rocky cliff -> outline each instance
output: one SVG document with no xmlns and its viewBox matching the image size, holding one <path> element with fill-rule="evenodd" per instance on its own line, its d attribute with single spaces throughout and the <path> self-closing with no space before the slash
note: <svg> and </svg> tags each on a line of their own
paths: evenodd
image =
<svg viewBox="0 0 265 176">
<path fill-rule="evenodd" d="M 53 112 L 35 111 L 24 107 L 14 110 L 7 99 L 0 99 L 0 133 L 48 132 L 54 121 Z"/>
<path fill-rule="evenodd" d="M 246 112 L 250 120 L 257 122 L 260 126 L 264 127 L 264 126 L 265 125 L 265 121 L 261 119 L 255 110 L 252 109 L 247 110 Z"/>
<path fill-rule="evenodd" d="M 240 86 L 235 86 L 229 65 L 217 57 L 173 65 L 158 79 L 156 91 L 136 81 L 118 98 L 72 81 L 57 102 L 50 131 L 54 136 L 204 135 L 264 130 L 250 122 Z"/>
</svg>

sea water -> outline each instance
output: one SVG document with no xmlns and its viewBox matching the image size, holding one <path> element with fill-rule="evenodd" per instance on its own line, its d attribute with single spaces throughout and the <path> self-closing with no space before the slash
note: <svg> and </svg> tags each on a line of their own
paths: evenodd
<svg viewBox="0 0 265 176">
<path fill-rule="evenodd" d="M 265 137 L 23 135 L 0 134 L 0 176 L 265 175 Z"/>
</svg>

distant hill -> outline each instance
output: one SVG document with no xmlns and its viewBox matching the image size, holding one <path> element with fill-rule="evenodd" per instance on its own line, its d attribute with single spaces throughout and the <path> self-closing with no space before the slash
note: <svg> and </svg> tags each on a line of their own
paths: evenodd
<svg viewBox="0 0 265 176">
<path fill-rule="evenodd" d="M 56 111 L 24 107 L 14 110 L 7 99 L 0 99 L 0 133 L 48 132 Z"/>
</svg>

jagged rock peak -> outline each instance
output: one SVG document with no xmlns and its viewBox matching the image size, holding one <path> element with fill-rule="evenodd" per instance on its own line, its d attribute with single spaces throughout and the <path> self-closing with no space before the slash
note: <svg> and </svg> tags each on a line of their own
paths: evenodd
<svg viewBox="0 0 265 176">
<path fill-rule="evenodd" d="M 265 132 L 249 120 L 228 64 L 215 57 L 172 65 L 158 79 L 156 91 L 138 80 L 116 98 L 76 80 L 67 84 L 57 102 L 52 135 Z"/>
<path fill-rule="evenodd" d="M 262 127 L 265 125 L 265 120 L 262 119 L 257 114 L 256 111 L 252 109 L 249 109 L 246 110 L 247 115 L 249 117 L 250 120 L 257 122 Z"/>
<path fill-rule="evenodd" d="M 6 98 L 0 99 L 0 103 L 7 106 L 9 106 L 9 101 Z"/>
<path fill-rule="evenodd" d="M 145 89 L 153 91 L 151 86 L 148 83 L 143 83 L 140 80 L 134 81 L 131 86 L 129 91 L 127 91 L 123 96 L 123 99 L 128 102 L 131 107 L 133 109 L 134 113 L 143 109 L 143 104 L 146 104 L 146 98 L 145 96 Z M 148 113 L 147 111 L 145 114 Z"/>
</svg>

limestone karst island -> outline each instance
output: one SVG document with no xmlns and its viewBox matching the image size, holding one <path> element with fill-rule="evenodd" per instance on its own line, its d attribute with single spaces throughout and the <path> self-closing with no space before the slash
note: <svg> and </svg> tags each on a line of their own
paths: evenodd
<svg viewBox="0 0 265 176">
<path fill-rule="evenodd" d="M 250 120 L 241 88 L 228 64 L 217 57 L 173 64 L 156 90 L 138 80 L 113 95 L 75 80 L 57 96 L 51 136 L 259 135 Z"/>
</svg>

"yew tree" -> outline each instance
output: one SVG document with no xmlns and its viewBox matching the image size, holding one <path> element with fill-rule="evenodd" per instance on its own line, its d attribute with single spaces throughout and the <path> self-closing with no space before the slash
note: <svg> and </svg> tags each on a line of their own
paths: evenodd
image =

--*--

Short exercise
Rewrite every line of the records above as a JSON list of strings, with one string per line and no entries for blank lines.

Written response
[
  "rocky cliff -> outline each instance",
  "output: one SVG document with no xmlns and its viewBox matching the image size, holding one <path> element with fill-rule=\"evenodd\" per instance on its own line, its d attribute with single spaces throughout and the <path> self-closing with no space before the slash",
  "note: <svg> and </svg> tags each on a line of their own",
  "paths: evenodd",
  "image =",
  "<svg viewBox=\"0 0 265 176\">",
  "<path fill-rule=\"evenodd\" d=\"M 53 112 L 35 111 L 24 107 L 14 110 L 7 99 L 0 99 L 0 133 L 48 132 L 54 121 Z\"/>",
  "<path fill-rule=\"evenodd\" d=\"M 246 112 L 250 120 L 257 122 L 260 126 L 264 127 L 264 126 L 265 125 L 265 121 L 261 119 L 255 110 L 252 109 L 247 110 Z\"/>",
  "<path fill-rule=\"evenodd\" d=\"M 240 86 L 235 86 L 229 65 L 217 57 L 173 65 L 158 79 L 156 91 L 136 81 L 118 98 L 72 81 L 57 102 L 50 131 L 54 136 L 204 135 L 264 130 L 250 122 Z\"/>",
  "</svg>",
  "sea water -> outline each instance",
  "output: one SVG document with no xmlns and its viewBox matching the image size, holding one <path> element with fill-rule=\"evenodd\" per instance on its own line, its d attribute with single spaces throughout and the <path> self-closing with no space before the slash",
  "note: <svg> and </svg> tags each on a line of their own",
  "paths: evenodd",
  "<svg viewBox=\"0 0 265 176\">",
  "<path fill-rule=\"evenodd\" d=\"M 265 137 L 23 135 L 0 134 L 0 176 L 265 175 Z\"/>",
  "</svg>",
  "distant hill -> outline each instance",
  "output: one SVG document with no xmlns and its viewBox matching the image size, holding one <path> element with fill-rule=\"evenodd\" per instance on its own line, its d attribute with single spaces throughout and the <path> self-closing with no space before the slash",
  "note: <svg> and </svg> tags each on a line of their own",
  "paths: evenodd",
  "<svg viewBox=\"0 0 265 176\">",
  "<path fill-rule=\"evenodd\" d=\"M 56 111 L 24 107 L 14 110 L 7 99 L 0 99 L 0 133 L 48 132 Z\"/>",
  "</svg>",
  "jagged rock peak -> outline each instance",
  "output: one SVG document with no xmlns and its viewBox matching the image size, holding one <path> element with fill-rule=\"evenodd\" per instance on its own line, its d attribute with single spaces throughout and the <path> self-closing with no space before the slash",
  "note: <svg> and </svg> tags each on a line of their own",
  "paths: evenodd",
  "<svg viewBox=\"0 0 265 176\">",
  "<path fill-rule=\"evenodd\" d=\"M 265 132 L 249 120 L 228 64 L 215 57 L 172 65 L 158 79 L 156 91 L 138 80 L 116 98 L 76 80 L 67 84 L 57 102 L 52 135 Z\"/>",
  "<path fill-rule=\"evenodd\" d=\"M 262 127 L 265 125 L 265 120 L 262 119 L 257 114 L 256 111 L 252 109 L 249 109 L 246 110 L 247 115 L 249 117 L 250 120 L 257 122 Z\"/>",
  "<path fill-rule=\"evenodd\" d=\"M 6 98 L 0 99 L 0 103 L 7 106 L 9 106 L 9 101 Z\"/>",
  "<path fill-rule=\"evenodd\" d=\"M 145 89 L 153 91 L 151 86 L 148 83 L 143 83 L 140 80 L 134 81 L 131 86 L 129 91 L 127 91 L 123 96 L 123 99 L 128 102 L 131 107 L 133 109 L 134 113 L 143 109 L 143 104 L 146 104 L 146 98 L 145 96 Z M 148 113 L 147 111 L 145 114 Z\"/>",
  "</svg>",
  "limestone karst island -> outline each instance",
  "output: one SVG document with no xmlns and its viewBox matching the image size, holding one <path> element with fill-rule=\"evenodd\" per instance on its own line, its d attribute with single spaces throughout and the <path> self-closing with no space before the slash",
  "note: <svg> and </svg> tags each on a line of their own",
  "paths: evenodd",
  "<svg viewBox=\"0 0 265 176\">",
  "<path fill-rule=\"evenodd\" d=\"M 250 120 L 241 88 L 228 64 L 217 57 L 173 64 L 156 90 L 138 80 L 113 95 L 75 80 L 57 96 L 51 136 L 259 135 Z\"/>",
  "</svg>",
  "\"yew tree\" -> outline each instance",
  "output: one SVG document with no xmlns and its viewBox matching the image size, holding one <path> element with fill-rule=\"evenodd\" per instance on its own line, its d attribute with single spaces throughout and the <path> self-closing with no space before the slash",
  "note: <svg> and </svg> tags each on a line of their own",
  "paths: evenodd",
  "image ="
]